ASSIGNMENT:
Restrict the output to the lines below starting at the one that contains "Mark the minivan wheel." and ending at the one that contains "Mark the camper van wheel.", and restate them word for word, both ends included.

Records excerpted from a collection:
#####
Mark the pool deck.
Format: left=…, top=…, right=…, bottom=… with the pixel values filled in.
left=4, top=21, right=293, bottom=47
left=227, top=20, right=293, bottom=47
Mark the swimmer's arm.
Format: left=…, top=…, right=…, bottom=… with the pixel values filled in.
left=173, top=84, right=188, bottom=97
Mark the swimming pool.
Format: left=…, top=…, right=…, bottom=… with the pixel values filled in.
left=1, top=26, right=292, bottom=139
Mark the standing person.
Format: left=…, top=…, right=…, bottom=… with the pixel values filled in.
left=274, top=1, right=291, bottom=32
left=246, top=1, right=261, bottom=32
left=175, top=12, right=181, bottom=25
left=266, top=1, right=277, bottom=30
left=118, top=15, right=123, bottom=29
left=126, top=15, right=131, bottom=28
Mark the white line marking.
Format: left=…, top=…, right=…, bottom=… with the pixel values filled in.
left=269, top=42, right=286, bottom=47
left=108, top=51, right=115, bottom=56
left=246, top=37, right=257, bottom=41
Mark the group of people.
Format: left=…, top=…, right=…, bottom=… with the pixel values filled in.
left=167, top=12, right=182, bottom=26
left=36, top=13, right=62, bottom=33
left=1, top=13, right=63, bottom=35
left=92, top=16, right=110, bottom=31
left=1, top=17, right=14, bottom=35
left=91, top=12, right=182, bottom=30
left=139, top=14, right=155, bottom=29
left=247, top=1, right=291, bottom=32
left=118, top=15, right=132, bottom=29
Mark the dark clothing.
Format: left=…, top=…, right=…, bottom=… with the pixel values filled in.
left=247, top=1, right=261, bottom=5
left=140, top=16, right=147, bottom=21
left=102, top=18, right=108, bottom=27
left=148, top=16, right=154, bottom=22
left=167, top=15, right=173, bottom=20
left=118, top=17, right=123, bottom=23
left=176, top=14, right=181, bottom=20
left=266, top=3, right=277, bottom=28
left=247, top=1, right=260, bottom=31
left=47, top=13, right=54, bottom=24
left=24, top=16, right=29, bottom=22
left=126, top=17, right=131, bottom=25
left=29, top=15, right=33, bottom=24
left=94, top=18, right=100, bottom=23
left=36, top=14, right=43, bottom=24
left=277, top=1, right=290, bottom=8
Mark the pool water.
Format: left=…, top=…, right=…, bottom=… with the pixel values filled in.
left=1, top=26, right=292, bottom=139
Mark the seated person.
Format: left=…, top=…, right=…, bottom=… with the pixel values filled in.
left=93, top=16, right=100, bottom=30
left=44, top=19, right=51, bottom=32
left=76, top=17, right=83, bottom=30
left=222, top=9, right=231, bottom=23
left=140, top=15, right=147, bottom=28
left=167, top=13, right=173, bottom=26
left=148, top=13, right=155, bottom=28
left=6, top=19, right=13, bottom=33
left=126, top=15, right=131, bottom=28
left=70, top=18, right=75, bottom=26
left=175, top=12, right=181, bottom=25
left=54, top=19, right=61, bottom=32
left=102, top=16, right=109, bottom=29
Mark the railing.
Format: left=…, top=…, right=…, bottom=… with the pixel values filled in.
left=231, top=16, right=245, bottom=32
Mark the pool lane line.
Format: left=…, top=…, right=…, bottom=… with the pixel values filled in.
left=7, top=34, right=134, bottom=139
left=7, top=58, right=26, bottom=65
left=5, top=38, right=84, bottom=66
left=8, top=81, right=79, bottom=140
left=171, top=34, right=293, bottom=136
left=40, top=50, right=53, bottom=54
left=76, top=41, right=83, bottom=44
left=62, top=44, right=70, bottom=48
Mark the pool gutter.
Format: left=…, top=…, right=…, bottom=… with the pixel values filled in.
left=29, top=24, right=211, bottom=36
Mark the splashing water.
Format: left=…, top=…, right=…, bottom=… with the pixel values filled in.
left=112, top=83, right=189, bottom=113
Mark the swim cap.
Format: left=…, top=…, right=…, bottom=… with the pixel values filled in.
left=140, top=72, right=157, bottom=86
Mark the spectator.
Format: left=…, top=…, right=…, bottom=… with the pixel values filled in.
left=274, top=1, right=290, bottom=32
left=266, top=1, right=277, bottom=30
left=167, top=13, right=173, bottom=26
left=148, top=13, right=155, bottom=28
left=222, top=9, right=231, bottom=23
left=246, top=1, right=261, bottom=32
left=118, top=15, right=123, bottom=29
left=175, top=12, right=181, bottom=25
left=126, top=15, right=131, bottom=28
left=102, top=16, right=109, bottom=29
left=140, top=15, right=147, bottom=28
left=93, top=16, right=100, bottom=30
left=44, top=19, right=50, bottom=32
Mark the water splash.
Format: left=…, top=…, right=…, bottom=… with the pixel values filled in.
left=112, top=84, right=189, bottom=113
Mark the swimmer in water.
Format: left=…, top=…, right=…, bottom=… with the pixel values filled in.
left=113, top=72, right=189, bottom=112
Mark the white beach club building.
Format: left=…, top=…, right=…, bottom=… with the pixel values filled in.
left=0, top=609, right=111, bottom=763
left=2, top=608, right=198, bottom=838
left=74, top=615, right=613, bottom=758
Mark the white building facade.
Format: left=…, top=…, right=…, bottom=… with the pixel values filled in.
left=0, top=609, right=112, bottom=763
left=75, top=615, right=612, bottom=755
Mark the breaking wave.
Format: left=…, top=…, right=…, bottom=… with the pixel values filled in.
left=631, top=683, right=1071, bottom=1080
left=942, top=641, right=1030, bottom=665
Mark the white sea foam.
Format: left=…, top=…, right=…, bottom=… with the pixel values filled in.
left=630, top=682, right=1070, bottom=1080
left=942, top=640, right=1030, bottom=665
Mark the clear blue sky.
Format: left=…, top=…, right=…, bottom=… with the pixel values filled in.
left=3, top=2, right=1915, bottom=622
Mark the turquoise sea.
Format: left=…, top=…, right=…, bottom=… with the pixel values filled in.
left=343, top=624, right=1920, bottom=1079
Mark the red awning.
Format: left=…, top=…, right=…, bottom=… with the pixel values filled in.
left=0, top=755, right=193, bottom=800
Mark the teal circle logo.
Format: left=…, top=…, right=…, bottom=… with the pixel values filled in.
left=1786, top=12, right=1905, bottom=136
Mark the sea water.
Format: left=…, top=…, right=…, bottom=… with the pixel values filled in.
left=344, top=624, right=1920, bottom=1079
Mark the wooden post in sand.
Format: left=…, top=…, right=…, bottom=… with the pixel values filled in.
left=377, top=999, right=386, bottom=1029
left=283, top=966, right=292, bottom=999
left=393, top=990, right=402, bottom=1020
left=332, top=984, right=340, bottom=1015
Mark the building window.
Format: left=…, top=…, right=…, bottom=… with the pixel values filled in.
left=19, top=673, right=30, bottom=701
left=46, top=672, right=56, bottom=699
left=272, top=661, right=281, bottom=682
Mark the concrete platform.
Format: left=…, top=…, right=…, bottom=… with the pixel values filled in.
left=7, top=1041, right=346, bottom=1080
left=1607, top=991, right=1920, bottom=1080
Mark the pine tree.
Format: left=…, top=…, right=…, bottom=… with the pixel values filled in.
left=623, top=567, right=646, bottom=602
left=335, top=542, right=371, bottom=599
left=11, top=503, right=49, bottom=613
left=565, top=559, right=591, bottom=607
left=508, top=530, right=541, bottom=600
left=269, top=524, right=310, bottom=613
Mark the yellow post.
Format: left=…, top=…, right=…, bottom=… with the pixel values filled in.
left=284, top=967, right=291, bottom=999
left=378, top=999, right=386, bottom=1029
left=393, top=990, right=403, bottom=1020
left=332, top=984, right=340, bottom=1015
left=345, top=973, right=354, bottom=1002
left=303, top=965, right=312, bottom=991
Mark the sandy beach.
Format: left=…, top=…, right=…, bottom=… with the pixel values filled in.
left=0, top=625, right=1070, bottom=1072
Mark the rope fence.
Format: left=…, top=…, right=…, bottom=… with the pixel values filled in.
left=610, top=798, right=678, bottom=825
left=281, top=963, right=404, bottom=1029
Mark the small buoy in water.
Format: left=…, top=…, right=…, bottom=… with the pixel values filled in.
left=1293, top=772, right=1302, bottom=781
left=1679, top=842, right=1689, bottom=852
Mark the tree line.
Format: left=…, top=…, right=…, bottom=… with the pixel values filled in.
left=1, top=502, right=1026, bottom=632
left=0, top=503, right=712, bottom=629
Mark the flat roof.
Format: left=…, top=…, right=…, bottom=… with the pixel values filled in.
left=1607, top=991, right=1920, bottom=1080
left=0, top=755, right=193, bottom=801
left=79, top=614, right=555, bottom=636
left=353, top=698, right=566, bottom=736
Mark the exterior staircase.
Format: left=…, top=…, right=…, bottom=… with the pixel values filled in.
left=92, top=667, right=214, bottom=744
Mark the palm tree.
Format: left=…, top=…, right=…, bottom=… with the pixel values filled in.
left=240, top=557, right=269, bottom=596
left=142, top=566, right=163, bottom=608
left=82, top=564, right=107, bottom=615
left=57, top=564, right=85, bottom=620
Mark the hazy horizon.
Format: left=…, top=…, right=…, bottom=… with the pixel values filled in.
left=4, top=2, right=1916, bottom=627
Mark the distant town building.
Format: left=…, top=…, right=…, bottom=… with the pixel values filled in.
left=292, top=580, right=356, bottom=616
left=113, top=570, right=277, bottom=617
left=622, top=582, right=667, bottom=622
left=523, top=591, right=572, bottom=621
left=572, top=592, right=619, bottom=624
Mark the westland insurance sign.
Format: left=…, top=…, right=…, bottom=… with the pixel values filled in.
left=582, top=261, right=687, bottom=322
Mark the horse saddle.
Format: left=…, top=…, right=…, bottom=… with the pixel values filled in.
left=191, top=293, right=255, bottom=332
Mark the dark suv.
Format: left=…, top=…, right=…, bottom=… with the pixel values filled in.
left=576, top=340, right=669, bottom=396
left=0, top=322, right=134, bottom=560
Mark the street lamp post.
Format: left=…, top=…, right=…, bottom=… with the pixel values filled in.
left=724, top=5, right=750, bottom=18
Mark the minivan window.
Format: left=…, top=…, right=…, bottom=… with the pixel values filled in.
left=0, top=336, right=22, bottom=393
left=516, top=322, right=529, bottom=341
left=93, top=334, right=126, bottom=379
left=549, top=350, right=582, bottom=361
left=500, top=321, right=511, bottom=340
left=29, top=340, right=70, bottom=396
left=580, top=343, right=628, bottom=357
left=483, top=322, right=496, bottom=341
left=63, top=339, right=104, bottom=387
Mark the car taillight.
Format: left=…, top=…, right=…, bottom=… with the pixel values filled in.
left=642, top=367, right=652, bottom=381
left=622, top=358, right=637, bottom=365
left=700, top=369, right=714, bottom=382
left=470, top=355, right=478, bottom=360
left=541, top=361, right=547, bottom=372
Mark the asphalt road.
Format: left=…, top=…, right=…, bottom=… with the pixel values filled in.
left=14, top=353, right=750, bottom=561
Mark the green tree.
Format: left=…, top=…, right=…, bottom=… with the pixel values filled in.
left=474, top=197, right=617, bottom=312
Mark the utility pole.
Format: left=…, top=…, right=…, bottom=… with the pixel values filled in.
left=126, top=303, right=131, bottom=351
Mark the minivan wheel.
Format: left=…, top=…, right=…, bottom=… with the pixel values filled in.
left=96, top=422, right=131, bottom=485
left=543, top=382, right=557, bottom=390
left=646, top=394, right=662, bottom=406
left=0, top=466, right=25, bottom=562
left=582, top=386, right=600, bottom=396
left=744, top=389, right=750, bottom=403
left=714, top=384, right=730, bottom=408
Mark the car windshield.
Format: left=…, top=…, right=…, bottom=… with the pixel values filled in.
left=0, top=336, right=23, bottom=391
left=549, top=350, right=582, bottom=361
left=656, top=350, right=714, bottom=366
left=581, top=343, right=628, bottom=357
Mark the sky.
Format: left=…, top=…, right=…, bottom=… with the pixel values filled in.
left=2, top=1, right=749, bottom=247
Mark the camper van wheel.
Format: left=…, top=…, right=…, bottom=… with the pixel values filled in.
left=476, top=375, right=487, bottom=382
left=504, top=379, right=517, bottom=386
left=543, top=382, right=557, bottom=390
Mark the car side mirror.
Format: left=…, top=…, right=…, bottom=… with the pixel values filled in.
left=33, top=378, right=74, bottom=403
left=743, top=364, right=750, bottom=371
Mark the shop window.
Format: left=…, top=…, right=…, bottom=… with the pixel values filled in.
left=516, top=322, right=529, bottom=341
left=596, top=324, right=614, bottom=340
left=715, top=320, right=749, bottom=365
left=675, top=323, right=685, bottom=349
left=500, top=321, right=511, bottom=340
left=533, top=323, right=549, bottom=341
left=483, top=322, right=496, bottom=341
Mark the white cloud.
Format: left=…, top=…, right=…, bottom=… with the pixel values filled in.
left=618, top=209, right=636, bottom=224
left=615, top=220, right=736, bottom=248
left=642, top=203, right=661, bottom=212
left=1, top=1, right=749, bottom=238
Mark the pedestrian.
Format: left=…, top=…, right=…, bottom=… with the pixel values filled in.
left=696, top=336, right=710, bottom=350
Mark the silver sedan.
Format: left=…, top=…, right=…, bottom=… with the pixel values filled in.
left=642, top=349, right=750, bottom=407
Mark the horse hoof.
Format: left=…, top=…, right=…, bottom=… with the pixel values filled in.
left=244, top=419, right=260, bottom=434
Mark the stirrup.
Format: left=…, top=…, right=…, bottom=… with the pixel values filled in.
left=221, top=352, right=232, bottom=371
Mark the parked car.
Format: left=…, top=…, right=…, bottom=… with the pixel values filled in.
#####
REPLY TO THE TASK:
Mark the minivan wheel.
Format: left=…, top=…, right=…, bottom=… with the pixel values filled in.
left=96, top=422, right=131, bottom=485
left=543, top=382, right=557, bottom=390
left=646, top=394, right=662, bottom=406
left=0, top=466, right=25, bottom=562
left=582, top=386, right=600, bottom=396
left=744, top=389, right=750, bottom=403
left=714, top=384, right=730, bottom=408
Mark the car windshield.
Format: left=…, top=…, right=…, bottom=… with the pixel values filled in.
left=0, top=336, right=23, bottom=391
left=549, top=350, right=582, bottom=361
left=656, top=350, right=714, bottom=366
left=581, top=343, right=628, bottom=357
Mark the sky.
Format: left=…, top=…, right=…, bottom=… with the pixel values filled in.
left=2, top=1, right=749, bottom=247
Mark the camper van wheel.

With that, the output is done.